The United States Joint Forces Command (USJFC), charged with anticipating global threats to US imperialism, issued a report last November entitled “Joint Operating Environment 2008 naming Pakistan and Mexico as the nations whose governments are most likely to undergo what it termed “rapid collapse.” This term goes largely undefined, beyond the assertion that it “usually comes as a surprise, has a rapid onset, and poses acute problems.”
While Pakistan has been a key focus of US imperialism, subjected to an on-going military intervention for several years, Mexico’s mention seems unusual at first glance. The report concedes that while the possibility of a sudden collapse of the Mexican government is less likely than in Pakistan, “….the government, its politicians, police, and judicial infrastructure are all under sustained assault and pressure by criminal gangs and drug cartels. How that internal conflict turns out over the next several years will have a major impact on the stability of the Mexican state.”
Ominously, the study concludes: “Any descent by Mexico into chaos would demand an American response based on the serious implications for homeland security alone.” The immense implications of this statement become clear when one considers that the USJFC—one of the nine branches of the Department of Defense—controls nearly all conventional military forces based in the continental United States—a force of 1.6 million.

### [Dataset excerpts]

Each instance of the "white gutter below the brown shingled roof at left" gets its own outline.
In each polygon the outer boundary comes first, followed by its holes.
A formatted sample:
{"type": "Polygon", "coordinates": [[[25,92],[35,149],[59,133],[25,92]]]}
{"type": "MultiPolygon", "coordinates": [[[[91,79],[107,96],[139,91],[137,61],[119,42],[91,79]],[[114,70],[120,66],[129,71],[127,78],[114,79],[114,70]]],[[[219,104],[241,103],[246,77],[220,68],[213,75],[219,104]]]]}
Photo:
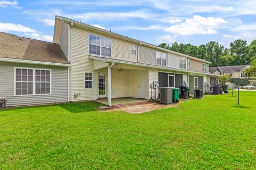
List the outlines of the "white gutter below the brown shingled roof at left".
{"type": "Polygon", "coordinates": [[[0,57],[0,62],[38,64],[38,65],[50,65],[50,66],[62,66],[62,67],[69,67],[70,66],[70,64],[63,64],[63,63],[52,63],[52,62],[42,62],[42,61],[34,61],[34,60],[22,60],[22,59],[16,59],[16,58],[3,58],[3,57],[0,57]]]}

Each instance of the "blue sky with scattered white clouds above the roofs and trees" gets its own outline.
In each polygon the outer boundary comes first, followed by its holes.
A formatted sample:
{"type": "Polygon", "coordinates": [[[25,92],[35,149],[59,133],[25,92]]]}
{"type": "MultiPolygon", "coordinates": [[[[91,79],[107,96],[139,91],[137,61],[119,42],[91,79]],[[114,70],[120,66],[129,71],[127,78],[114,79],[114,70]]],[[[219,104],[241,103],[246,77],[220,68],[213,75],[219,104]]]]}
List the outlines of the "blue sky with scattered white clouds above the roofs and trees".
{"type": "Polygon", "coordinates": [[[256,1],[0,0],[0,31],[52,41],[55,15],[157,45],[256,39],[256,1]]]}

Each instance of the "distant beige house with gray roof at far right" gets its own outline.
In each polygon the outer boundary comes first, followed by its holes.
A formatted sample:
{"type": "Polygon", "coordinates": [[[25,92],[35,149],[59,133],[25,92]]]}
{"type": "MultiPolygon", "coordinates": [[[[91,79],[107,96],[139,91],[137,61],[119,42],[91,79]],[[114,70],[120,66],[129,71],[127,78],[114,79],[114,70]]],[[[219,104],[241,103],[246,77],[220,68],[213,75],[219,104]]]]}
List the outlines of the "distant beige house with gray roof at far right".
{"type": "MultiPolygon", "coordinates": [[[[229,75],[230,78],[241,78],[241,79],[247,79],[250,81],[250,84],[252,86],[256,87],[256,79],[250,78],[245,73],[246,69],[250,68],[250,65],[233,65],[233,66],[217,66],[217,67],[210,67],[210,72],[212,74],[218,74],[218,75],[229,75]]],[[[226,82],[229,88],[232,87],[232,84],[230,82],[226,82]]],[[[236,86],[235,86],[236,87],[236,86]]]]}

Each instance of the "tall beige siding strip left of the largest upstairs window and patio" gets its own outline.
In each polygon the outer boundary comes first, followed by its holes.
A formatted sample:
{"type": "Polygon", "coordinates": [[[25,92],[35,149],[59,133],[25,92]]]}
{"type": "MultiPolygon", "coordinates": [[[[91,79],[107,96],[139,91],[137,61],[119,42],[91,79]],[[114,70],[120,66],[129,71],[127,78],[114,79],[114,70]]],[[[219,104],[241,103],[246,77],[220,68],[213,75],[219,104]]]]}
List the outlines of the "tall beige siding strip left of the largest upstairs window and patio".
{"type": "Polygon", "coordinates": [[[73,27],[71,38],[71,100],[93,100],[92,89],[84,88],[84,73],[93,72],[93,60],[88,56],[88,35],[82,29],[73,27]]]}

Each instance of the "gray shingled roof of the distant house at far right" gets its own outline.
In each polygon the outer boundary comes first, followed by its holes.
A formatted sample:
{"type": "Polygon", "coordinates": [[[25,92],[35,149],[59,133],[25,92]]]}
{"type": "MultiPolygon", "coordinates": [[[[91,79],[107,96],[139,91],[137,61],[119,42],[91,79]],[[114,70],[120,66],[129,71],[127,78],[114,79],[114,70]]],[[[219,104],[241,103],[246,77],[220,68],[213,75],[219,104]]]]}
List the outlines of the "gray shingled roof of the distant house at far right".
{"type": "Polygon", "coordinates": [[[242,71],[247,65],[232,65],[232,66],[217,66],[217,67],[210,67],[210,73],[215,73],[216,71],[220,72],[221,74],[223,71],[225,73],[238,73],[242,71]]]}

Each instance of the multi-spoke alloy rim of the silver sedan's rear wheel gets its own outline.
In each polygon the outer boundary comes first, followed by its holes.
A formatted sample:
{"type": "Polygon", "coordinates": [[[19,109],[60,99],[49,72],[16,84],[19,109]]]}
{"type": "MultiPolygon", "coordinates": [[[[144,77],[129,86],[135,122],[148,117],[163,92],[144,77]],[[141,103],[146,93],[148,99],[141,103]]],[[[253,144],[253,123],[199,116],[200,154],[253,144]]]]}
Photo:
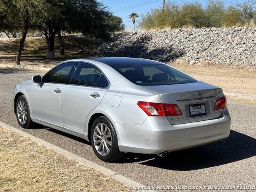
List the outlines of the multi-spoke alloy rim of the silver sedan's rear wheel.
{"type": "Polygon", "coordinates": [[[106,124],[99,123],[95,126],[93,132],[93,144],[97,152],[102,156],[106,156],[110,152],[112,135],[106,124]]]}

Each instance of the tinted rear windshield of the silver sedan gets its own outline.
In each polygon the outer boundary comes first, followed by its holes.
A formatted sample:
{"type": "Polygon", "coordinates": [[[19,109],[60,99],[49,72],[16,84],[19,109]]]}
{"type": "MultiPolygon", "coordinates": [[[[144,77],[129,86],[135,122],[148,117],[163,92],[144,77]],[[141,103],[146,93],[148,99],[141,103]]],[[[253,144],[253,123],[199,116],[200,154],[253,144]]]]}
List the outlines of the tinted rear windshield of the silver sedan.
{"type": "Polygon", "coordinates": [[[164,64],[116,66],[114,69],[137,85],[172,85],[197,82],[196,79],[164,64]]]}

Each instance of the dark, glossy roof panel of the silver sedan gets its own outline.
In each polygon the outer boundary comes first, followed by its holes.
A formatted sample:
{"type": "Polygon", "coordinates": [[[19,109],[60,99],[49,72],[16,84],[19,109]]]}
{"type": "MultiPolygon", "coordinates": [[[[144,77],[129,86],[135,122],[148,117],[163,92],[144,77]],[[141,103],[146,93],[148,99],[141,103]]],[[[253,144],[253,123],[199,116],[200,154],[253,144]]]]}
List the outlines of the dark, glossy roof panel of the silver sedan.
{"type": "Polygon", "coordinates": [[[153,61],[153,60],[142,59],[142,58],[130,58],[130,57],[98,57],[98,58],[84,58],[84,59],[102,62],[111,67],[162,64],[160,62],[153,61]]]}

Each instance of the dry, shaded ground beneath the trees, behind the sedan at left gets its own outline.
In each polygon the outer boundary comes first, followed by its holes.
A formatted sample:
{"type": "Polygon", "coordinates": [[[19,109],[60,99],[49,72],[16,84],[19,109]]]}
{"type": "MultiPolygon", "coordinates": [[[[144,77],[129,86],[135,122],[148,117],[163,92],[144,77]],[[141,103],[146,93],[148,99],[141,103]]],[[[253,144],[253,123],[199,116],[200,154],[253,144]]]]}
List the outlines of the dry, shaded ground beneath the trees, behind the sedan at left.
{"type": "MultiPolygon", "coordinates": [[[[65,55],[60,55],[60,44],[58,38],[55,38],[55,59],[46,59],[46,51],[48,51],[48,45],[46,38],[33,37],[26,38],[24,48],[22,50],[21,62],[22,65],[36,65],[52,67],[68,59],[86,58],[94,56],[94,50],[86,48],[85,44],[91,45],[92,41],[83,38],[84,45],[83,51],[77,44],[80,35],[63,36],[65,55]]],[[[18,50],[19,39],[18,38],[0,38],[0,64],[15,64],[16,53],[18,50]]],[[[80,45],[81,46],[81,45],[80,45]]],[[[92,44],[91,48],[96,49],[97,44],[92,44]]]]}

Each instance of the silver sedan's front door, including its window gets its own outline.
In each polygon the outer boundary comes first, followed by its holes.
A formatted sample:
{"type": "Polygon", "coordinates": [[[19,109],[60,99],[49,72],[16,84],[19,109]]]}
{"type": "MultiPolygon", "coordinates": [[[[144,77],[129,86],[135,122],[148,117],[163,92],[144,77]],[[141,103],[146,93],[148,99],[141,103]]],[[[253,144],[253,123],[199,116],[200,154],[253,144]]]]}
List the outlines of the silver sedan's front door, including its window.
{"type": "Polygon", "coordinates": [[[42,77],[42,83],[32,86],[33,117],[36,120],[63,127],[61,96],[77,62],[60,64],[42,77]]]}

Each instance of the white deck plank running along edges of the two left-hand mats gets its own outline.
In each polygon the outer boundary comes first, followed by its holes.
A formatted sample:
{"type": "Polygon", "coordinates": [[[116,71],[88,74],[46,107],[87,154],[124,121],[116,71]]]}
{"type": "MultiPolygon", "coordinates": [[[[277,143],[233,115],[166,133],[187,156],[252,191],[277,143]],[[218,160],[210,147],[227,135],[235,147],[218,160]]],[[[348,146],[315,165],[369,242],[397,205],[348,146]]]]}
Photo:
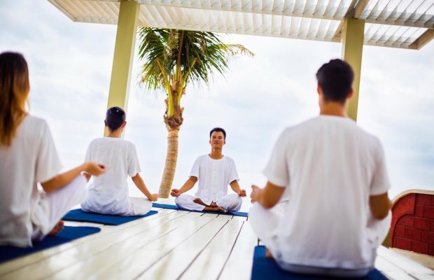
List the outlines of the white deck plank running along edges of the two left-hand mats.
{"type": "MultiPolygon", "coordinates": [[[[167,210],[169,210],[169,209],[167,209],[167,210]]],[[[170,214],[172,212],[174,212],[174,210],[160,211],[160,212],[158,212],[157,215],[149,216],[149,217],[146,217],[143,219],[139,219],[137,221],[132,221],[130,223],[125,223],[124,225],[118,225],[118,226],[106,225],[106,226],[104,226],[104,228],[102,228],[102,231],[97,233],[97,234],[89,235],[87,237],[83,237],[80,239],[76,239],[76,240],[73,240],[69,243],[62,244],[60,246],[55,246],[52,248],[48,248],[48,249],[43,250],[43,251],[38,251],[38,252],[30,254],[30,255],[25,255],[21,258],[16,258],[16,259],[10,260],[8,262],[3,262],[0,265],[0,276],[2,276],[3,274],[13,272],[17,269],[20,269],[20,268],[25,267],[27,265],[33,264],[33,263],[38,262],[40,260],[50,258],[53,255],[56,255],[57,253],[69,250],[69,249],[73,248],[74,246],[78,246],[78,244],[83,244],[87,241],[92,241],[93,239],[99,239],[102,236],[109,234],[111,232],[118,232],[118,231],[124,230],[125,228],[131,228],[131,227],[138,225],[139,223],[143,223],[143,221],[151,221],[155,218],[158,218],[160,216],[165,216],[165,215],[170,214]]]]}

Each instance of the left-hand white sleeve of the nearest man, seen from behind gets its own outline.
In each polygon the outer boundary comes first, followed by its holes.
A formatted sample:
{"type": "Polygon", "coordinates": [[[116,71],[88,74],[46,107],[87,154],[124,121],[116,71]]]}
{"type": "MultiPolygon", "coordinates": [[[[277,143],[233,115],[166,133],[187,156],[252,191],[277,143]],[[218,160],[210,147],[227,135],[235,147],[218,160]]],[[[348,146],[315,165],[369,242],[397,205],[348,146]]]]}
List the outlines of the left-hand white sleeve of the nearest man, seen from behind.
{"type": "Polygon", "coordinates": [[[289,185],[288,160],[286,159],[286,130],[281,133],[274,144],[269,162],[264,169],[264,175],[270,183],[286,188],[289,185]]]}

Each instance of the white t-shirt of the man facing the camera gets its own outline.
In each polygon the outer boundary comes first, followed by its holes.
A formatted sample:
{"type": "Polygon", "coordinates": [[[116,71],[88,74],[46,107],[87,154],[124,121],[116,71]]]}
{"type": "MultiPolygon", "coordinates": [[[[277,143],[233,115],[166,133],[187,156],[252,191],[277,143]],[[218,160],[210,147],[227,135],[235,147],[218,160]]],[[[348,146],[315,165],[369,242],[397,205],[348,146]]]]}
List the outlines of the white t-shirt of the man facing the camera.
{"type": "Polygon", "coordinates": [[[234,160],[225,155],[220,160],[201,155],[196,159],[190,176],[197,177],[198,190],[195,195],[206,204],[228,195],[228,185],[239,180],[234,160]]]}

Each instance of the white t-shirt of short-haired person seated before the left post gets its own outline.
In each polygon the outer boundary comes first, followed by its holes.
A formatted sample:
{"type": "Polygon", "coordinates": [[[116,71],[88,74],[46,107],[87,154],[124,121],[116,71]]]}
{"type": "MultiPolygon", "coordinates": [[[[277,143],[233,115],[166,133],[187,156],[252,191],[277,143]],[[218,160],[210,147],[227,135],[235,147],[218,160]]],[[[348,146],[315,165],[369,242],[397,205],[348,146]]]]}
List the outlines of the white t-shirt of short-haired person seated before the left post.
{"type": "Polygon", "coordinates": [[[100,162],[106,173],[92,176],[85,201],[85,211],[123,215],[129,213],[128,176],[141,172],[136,146],[120,138],[103,137],[92,140],[85,161],[100,162]]]}

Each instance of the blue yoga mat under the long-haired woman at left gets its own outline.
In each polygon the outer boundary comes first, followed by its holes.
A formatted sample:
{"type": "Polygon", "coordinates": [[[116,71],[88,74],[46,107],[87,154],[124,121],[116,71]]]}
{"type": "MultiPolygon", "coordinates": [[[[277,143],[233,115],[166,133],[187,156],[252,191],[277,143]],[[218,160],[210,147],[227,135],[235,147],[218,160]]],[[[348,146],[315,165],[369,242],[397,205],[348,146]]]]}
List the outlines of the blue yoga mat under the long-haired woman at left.
{"type": "Polygon", "coordinates": [[[44,239],[38,242],[34,242],[33,247],[19,248],[14,246],[0,246],[0,262],[6,262],[6,260],[12,260],[22,255],[28,255],[35,253],[46,248],[57,246],[60,244],[68,243],[73,239],[92,235],[101,231],[99,228],[93,227],[67,227],[65,226],[61,232],[55,236],[48,235],[44,239]]]}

### [Exercises to complete]
1 - Reproduce the part of the Joint Forces Command passage from "Ominously, the study" to "of 1.6 million.".
2 - According to the Joint Forces Command passage, which two nations did the report name as having the governments most likely to undergo "rapid collapse"?

### [Solutions to the exercise]
1 -
Ominously, the study concludes: “Any descent by Mexico into chaos would demand an American response based on the serious implications for homeland security alone.” The immense implications of this statement become clear when one considers that the USJFC—one of the nine branches of the Department of Defense—controls nearly all conventional military forces based in the continental United States—a force of 1.6 million.

2 - Pakistan and Mexico.